● SOURCE TEXT:
The Fletcher Group


Current research

Cells are rigged with devices to prevent viral replication and the proteins that perform these functions are determinants of viral transmission. Identifying and understanding these proteins – and how they integrate into a collective cellular response – reveals core principles of antiviral immunity and offers a framework for the development of new kinds of antiviral therapy.

Intriguingly, some antiviral proteins are synthesised in response to infection, while others are present ‘at rest’ until a virus arrives. The latter cohort is difficult to study because its members are invisible to techniques that measure protein abundance gradients.  We seek to illuminate this group because its members likely exhibit new kinds of antiviral mechanisms whose dynamic regulation might inspire new ideas for therapies.

● INFORMATION GIVEN:
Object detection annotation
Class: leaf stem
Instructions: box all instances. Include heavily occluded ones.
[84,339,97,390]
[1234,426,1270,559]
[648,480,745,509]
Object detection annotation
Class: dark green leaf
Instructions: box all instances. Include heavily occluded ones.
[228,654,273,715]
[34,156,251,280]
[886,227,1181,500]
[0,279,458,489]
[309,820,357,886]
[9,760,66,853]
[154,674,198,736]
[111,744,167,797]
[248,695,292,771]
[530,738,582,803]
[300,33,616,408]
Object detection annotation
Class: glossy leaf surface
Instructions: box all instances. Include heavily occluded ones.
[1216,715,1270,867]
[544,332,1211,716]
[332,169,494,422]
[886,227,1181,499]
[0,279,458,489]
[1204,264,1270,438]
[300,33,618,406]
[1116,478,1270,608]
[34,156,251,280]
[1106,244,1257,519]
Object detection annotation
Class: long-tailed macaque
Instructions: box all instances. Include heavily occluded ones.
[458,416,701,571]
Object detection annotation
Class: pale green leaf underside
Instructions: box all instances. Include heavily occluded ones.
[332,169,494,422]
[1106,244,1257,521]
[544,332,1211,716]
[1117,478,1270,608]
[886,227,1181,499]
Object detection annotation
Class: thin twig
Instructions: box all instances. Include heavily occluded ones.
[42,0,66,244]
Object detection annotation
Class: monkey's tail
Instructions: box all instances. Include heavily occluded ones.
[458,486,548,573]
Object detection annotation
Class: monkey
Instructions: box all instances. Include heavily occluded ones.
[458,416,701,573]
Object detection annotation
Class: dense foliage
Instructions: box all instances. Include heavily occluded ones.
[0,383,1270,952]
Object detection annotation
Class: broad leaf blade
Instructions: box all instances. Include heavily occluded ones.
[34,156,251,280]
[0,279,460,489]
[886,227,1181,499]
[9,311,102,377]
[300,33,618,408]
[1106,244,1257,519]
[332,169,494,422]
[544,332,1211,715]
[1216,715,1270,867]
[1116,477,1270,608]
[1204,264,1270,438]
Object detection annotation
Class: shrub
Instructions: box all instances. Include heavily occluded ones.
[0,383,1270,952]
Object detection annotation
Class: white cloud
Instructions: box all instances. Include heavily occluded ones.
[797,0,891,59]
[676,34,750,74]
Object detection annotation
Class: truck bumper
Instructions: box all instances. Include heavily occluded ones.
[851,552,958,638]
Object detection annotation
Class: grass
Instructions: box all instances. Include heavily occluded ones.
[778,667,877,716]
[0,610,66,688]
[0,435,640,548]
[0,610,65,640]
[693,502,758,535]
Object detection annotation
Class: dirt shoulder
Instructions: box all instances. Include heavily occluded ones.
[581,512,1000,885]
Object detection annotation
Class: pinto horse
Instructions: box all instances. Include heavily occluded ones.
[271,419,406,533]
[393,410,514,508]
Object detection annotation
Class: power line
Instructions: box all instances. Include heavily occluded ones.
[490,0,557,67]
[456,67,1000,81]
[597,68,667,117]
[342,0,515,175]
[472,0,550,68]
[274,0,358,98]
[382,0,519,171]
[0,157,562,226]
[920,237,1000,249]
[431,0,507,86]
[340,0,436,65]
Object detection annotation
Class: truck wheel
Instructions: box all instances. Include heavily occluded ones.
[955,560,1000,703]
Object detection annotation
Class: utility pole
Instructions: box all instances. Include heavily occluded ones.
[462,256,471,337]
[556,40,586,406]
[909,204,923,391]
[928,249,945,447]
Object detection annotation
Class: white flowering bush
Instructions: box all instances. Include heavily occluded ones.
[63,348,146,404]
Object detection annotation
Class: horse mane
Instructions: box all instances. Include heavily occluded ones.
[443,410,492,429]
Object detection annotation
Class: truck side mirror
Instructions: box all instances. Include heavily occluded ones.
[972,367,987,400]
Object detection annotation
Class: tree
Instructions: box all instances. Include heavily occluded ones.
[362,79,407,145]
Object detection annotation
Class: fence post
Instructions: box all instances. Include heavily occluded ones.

● WHAT YOU NEED TO DO:
According to the Fletcher Group text, what makes antiviral proteins that are present "at rest" hard to study? The lines are separate material, unrelated to the Fletcher Group text.

● RESULT BELOW:
They are invisible to techniques that measure protein abundance gradients.